• **Source data**
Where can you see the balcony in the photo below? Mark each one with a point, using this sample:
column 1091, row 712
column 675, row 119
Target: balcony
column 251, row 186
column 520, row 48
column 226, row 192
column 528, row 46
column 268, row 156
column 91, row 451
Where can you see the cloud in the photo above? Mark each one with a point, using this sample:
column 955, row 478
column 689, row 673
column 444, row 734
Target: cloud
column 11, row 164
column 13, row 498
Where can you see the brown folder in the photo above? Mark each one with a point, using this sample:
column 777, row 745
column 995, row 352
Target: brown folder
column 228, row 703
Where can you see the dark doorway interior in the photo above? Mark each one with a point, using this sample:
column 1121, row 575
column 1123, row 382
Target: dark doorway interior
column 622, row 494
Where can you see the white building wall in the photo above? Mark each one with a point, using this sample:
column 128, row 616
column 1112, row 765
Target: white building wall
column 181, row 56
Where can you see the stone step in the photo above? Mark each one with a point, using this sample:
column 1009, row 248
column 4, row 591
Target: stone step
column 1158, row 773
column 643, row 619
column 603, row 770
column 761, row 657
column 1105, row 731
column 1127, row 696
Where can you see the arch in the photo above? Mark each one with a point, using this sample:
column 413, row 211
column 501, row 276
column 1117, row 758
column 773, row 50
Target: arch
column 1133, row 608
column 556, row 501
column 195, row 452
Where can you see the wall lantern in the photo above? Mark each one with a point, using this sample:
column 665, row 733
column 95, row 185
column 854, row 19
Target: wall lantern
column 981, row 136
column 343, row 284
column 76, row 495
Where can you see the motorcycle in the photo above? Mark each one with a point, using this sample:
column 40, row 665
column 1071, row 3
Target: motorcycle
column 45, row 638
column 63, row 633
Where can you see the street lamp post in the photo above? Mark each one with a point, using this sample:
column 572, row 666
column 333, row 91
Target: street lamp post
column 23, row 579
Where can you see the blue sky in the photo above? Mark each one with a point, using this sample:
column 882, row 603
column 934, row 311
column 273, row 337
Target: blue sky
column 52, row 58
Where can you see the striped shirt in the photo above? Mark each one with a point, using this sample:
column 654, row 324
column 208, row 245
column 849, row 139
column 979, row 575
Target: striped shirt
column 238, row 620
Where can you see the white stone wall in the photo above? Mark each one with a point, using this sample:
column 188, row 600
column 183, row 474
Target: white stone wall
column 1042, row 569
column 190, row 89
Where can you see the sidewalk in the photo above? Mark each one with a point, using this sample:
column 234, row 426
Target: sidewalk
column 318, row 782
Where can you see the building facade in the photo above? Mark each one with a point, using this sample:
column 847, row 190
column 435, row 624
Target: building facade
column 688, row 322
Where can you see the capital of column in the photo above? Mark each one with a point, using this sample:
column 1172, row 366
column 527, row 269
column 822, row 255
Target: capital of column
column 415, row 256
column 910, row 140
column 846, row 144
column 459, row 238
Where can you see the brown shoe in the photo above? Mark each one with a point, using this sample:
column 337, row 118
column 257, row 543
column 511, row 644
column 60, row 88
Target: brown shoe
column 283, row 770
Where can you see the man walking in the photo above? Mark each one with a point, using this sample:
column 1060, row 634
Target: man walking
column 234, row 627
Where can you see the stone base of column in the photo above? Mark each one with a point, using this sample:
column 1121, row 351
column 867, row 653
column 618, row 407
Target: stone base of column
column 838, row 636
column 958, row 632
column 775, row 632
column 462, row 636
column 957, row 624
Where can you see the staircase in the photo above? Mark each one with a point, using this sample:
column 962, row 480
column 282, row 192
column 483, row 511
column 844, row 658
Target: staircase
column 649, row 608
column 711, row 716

• **Your instructions**
Your answer should hold the line with "column 618, row 407" and each line after it to the end of the data, retyped exactly. Include no other lines.

• **Written answer**
column 618, row 407
Target: stone base of column
column 838, row 636
column 958, row 632
column 775, row 632
column 462, row 636
column 957, row 624
Where can you see the staircase in the photo above? Mark each one with a point, using this sample:
column 962, row 480
column 282, row 192
column 483, row 511
column 844, row 658
Target: staircase
column 649, row 608
column 711, row 716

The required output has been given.